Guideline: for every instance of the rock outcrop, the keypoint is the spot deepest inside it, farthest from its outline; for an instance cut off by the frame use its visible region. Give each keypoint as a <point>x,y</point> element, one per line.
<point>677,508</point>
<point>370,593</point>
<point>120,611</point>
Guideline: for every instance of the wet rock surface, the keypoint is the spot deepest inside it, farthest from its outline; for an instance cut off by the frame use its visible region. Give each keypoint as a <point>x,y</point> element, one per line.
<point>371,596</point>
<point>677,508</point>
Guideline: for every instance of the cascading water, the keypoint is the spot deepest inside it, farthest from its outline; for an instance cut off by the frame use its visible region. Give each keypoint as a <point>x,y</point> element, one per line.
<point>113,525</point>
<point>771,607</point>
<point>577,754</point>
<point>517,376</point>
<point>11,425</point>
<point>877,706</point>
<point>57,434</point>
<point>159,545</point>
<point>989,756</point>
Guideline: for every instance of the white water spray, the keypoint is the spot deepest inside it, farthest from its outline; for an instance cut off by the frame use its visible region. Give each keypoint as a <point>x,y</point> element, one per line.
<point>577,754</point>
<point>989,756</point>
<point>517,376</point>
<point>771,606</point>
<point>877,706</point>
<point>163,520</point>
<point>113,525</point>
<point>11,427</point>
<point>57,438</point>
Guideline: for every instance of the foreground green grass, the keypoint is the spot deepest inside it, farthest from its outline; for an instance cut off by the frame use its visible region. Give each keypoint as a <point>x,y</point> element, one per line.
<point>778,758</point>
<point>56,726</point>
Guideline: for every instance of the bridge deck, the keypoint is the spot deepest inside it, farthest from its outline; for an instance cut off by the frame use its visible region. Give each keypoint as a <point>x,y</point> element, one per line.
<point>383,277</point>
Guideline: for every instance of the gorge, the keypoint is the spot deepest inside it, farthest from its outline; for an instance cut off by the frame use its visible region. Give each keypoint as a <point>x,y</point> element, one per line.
****************************************
§ **Stated exercise**: Rewrite all of the rows above as a numbered list, leaving out any blank lines.

§ **Answer to this task**:
1. Guideline: for every instance of the rock outcrop, the keypoint is the spot deepest inside it, farthest from its outline; for an instance cut off by the frame use its visible region. Give each keypoint as a <point>x,y</point> element, one per line.
2. <point>677,508</point>
3. <point>370,593</point>
4. <point>120,611</point>
5. Guideline: for every instance of the wet rock surface, the keypoint is the spot deepest inside it, farthest from its outline; for an instance cut off by the frame use its visible region. Give each keypoint as a <point>x,y</point> element, one per line.
6. <point>371,596</point>
7. <point>677,508</point>
8. Guideline: for every instance of the cascading water, the keypoint is the spot deepest inside it, farthest from its outline; for an instance cut off by the frame use its visible region. Give each keypoint as a <point>x,y</point> element, one per line.
9. <point>113,525</point>
10. <point>771,607</point>
11. <point>577,754</point>
12. <point>517,376</point>
13. <point>11,425</point>
14. <point>877,706</point>
15. <point>57,434</point>
16. <point>159,545</point>
17. <point>989,756</point>
18. Guideline: for every instance of the white water spray, the keypoint is the spot deepest inside it, farthest from its outline; for an instance cut off by the frame use its visible region. Give each keypoint as a <point>x,y</point> element, one per line.
19. <point>577,754</point>
20. <point>989,756</point>
21. <point>517,376</point>
22. <point>771,606</point>
23. <point>877,706</point>
24. <point>163,520</point>
25. <point>113,525</point>
26. <point>11,427</point>
27. <point>57,438</point>
28. Guideline: for every instance of the foreground green grass, the keypoint is the spot deepest inside it, farthest from its outline; for an instance cut off by the frame use its visible region. Give each keypoint as a <point>x,y</point> element, one per line.
29. <point>778,758</point>
30. <point>56,726</point>
31. Guideline: for every instance of the bridge deck, the keypoint is the spot deepest inside it, farthest from its outline; for an instance cut off by the frame use its visible region. Give each keypoint as a <point>x,y</point> element, one per line.
32. <point>383,277</point>
33. Guideline: for every instance of the gorge, the keypoint is the spot deepest inside it, farthest from its outline; for an instance cut off by the frame use its visible region. Give each keypoint as a <point>x,y</point> element, one per line.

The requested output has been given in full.